-- Supplied records start --

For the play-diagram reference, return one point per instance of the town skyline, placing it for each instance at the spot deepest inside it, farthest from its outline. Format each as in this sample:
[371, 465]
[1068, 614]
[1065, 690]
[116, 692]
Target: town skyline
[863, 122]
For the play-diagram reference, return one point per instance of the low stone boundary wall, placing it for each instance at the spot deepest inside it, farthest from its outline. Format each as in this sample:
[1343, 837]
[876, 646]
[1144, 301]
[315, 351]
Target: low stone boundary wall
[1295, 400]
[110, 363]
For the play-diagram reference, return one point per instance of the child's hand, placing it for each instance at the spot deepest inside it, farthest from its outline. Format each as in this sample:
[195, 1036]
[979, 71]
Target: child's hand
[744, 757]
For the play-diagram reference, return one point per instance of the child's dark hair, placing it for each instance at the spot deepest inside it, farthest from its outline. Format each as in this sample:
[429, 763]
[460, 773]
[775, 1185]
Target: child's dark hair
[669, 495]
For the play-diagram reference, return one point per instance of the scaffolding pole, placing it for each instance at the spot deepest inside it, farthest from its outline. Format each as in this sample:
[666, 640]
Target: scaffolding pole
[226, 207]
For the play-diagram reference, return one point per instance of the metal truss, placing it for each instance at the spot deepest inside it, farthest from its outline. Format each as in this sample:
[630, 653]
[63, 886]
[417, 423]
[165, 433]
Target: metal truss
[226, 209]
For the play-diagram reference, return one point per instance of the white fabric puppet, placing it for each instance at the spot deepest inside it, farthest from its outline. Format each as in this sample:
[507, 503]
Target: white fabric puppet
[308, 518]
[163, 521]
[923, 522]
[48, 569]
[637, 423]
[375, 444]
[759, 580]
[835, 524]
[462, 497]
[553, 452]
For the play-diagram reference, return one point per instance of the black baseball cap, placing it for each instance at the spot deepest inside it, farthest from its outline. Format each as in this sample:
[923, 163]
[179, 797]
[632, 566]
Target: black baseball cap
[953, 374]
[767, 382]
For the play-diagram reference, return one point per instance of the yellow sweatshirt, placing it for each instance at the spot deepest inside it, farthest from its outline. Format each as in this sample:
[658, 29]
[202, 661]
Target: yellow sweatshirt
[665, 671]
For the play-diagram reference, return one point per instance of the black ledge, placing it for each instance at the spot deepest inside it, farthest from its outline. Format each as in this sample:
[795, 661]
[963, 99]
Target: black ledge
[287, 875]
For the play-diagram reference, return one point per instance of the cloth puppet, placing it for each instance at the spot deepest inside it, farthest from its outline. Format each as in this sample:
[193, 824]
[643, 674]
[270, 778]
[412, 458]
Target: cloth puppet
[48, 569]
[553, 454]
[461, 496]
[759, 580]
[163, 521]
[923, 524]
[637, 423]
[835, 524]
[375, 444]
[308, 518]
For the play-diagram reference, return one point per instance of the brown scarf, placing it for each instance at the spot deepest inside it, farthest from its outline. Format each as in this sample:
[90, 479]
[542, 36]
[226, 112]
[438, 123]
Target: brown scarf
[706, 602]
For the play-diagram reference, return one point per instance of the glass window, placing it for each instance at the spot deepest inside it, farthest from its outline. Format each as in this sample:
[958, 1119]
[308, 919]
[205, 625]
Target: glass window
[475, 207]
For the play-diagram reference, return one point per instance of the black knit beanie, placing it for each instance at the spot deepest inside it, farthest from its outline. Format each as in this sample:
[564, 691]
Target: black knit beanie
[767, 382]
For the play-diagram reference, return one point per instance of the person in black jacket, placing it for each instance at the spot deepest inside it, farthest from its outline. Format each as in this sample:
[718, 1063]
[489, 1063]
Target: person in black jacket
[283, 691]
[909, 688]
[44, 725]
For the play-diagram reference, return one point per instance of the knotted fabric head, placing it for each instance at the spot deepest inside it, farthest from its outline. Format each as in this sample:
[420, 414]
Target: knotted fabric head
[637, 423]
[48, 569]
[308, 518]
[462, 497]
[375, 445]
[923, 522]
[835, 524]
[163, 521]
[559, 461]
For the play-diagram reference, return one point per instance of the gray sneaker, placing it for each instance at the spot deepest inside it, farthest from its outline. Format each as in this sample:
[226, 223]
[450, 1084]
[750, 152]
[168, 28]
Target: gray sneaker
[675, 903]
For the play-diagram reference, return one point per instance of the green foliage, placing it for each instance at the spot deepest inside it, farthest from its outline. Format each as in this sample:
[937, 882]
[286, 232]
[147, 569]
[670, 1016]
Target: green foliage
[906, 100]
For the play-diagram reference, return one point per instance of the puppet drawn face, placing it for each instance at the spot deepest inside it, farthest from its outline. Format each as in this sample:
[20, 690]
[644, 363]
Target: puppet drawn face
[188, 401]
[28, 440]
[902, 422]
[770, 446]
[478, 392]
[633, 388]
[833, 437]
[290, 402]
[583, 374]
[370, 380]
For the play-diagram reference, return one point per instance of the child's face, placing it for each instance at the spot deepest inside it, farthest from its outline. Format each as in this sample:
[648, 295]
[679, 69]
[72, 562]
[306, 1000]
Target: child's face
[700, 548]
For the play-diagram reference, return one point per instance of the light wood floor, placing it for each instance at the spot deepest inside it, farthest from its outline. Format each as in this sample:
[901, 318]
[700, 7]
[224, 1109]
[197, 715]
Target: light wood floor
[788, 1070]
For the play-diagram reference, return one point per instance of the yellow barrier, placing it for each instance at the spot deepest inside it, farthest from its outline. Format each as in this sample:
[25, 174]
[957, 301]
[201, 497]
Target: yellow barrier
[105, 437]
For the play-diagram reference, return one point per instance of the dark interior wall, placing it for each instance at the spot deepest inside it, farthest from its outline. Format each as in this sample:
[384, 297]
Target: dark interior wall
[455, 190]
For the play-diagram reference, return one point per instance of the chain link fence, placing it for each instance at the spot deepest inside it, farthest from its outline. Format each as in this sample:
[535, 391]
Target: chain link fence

-- Supplied records end --

▸ **Directions**:
Write out again every line from the one containing "of the puppet" through the last line of the items, keeping the requests, and add 62 to each number in the answer coordinates.

▸ **Answer for this exercise**:
For the play-diagram reference, return one point per instance of the puppet drawn face, placing it for each instance at the spot deepest inside it, farthest from its outline. Format each as in this sample:
[20, 690]
[644, 363]
Target: puppet drawn face
[250, 463]
[90, 502]
[964, 484]
[832, 508]
[540, 454]
[695, 450]
[895, 499]
[352, 464]
[645, 436]
[432, 442]
For the play-diagram reference, return one point per instance of the child's face, placing it for each instance at the spot deepest inside it, farthest from its outline. Format each as in this sample:
[648, 295]
[679, 69]
[72, 562]
[306, 1000]
Target: child's face
[762, 610]
For the play-diagram reference, return one point per instance of the light wood floor, placing it for each instance at the spot deepest inside it, farthest from its outline. Format each as in this sample:
[901, 318]
[700, 7]
[224, 1109]
[197, 715]
Target: light wood floor
[850, 1132]
For the play-diagram reference, return one point per instance of the yellow barrier, placing it for each instance at the spot deepest inside it, farthest from its outline. Format each as in this sample:
[25, 174]
[957, 301]
[201, 497]
Target: yellow barrier
[167, 499]
For the play-diagram reference, return one point per instance of the dark interior wall, placing it for each instance at the spot deepest inside it, farthest from its outline. Format each as in this sample:
[384, 297]
Target: dark interior wall
[517, 252]
For the play-diagram reference, return one point per instance of the chain link fence, placing it for each instance at the spot deepest inside it, farthest from its outline. Format each as in this sample:
[535, 391]
Target: chain link fence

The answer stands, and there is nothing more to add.